◆ QUOTED PASSAGE:
= = = = = = =
The Jaguars did actually sign several free agents that year. On the second day of free agency, Leon Searcy signed a 5-year $17 million contract with the team, obviously a good signing. But what if the other contracts they missed on actually went through? Would the team have been able to sign Eddie Robinson and WR Keenan McCardell with so much money already committed to other free agents? Would they have been able to claim Natrone Means and his contract off waivers like they did? These players made significant contributions to their 1996 playoff run. How much different would a team with Spellman, Coryatt, and Lyght have been?

3. Mark Brunell is injured in the 1997 preseason.

This play made me sick. Giants LB Jesse Armistead came in and hit Brunell low, tearing his ACL. Brunell was out and my hopes for the season were gone. In steps Rob Johnson for week 1. He turned in a fantastic performance completing 20 of 24 pass attempts, throwing for 294 yards and 2 TDs leading the Jaguars to a 28 - 27 win against the Ravens. He was injured during this game so Steve Matthews started week 2 and Brunell made a dramatic return in week 3. Brunell led the Jaguars to the playoffs for the second straight season. If Brunell had not been injured he would have probably retained his running ability and elusiveness that he had in the magical 1996 season. However, some say he became a better passer because of his diminished running ability. It is also probable that without this injury Rob Johnson would not have started in 1997 and the Jaguars would not have received a first round pick from the Bills for his services. That pick from the Bills was used to draft Fred Taylor.

4. James Stewart sustains a season-ending injury.
= = = = = = =
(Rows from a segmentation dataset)
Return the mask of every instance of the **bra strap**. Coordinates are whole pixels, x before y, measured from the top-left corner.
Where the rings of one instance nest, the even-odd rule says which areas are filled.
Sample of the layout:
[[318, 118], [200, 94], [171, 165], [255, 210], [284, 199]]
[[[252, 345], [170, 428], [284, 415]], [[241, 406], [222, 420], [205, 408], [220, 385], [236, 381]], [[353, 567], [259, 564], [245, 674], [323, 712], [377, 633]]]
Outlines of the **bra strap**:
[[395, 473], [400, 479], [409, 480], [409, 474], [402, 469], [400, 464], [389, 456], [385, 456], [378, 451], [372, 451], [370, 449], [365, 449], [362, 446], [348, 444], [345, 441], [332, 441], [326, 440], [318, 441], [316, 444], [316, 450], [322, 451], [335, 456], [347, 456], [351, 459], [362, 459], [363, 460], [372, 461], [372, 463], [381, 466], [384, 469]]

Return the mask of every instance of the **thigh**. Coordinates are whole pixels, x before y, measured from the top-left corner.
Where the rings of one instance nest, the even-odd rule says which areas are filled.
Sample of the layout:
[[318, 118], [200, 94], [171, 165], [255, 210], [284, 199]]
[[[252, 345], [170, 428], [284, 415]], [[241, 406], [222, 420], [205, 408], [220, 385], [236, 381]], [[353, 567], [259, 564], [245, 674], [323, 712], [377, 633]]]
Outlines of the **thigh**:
= = = = = = =
◆ EXERCISE INSTRUCTIONS:
- A) Reproduce the part of the Jaguars article between "The Jaguars did" and "the 1997 preseason.", inclusive.
- B) According to the Jaguars article, which player did the team draft with the first-round pick it received from the Bills for Rob Johnson?
- C) Write what comes next in the Jaguars article, picking up after its final line.

◆ THE REPLIES:
- A)
The Jaguars did actually sign several free agents that year. On the second day of free agency, Leon Searcy signed a 5-year $17 million contract with the team, obviously a good signing. But what if the other contracts they missed on actually went through? Would the team have been able to sign Eddie Robinson and WR Keenan McCardell with so much money already committed to other free agents? Would they have been able to claim Natrone Means and his contract off waivers like they did? These players made significant contributions to their 1996 playoff run. How much different would a team with Spellman, Coryatt, and Lyght have been?

3. Mark Brunell is injured in the 1997 preseason.

- B) Fred Taylor.

- C)
I was watching this game from the North end zone and clearly saw James Sterwart's knee turn in a horrible way under the tackle of Ravens linebacker Peter Boulware. The drunken fan beside me, not paying attention to the game but reacting to the noise of the crowd, initially cheered in response to the collective groan that went up on this play. I wanted to punch that idiot, I was so upset. As Stewart was carted off the field I knew the running game was in the hands of rookie Fred Taylor who had shown next to nothing in the preseason. I was not a fan. A few seconds later when Taylor was running 52 yards for a touchdown, I had changed my mind about him. Taylor finished the season with 1223 yards rushing, 421 yards receiving, and 17 TDs.

So as training camp begins, I'm going to try to watch what develops with an open mind. Maybe when things seem bad, something good is about to develop. Maybe some of the things that happened in a disappointing year in 2011 are setting up some really good things going forward. You never can tell until it happens. Maybe this year instead of griping and worrying I'll be able to sit back and wait for the magic...but probably not.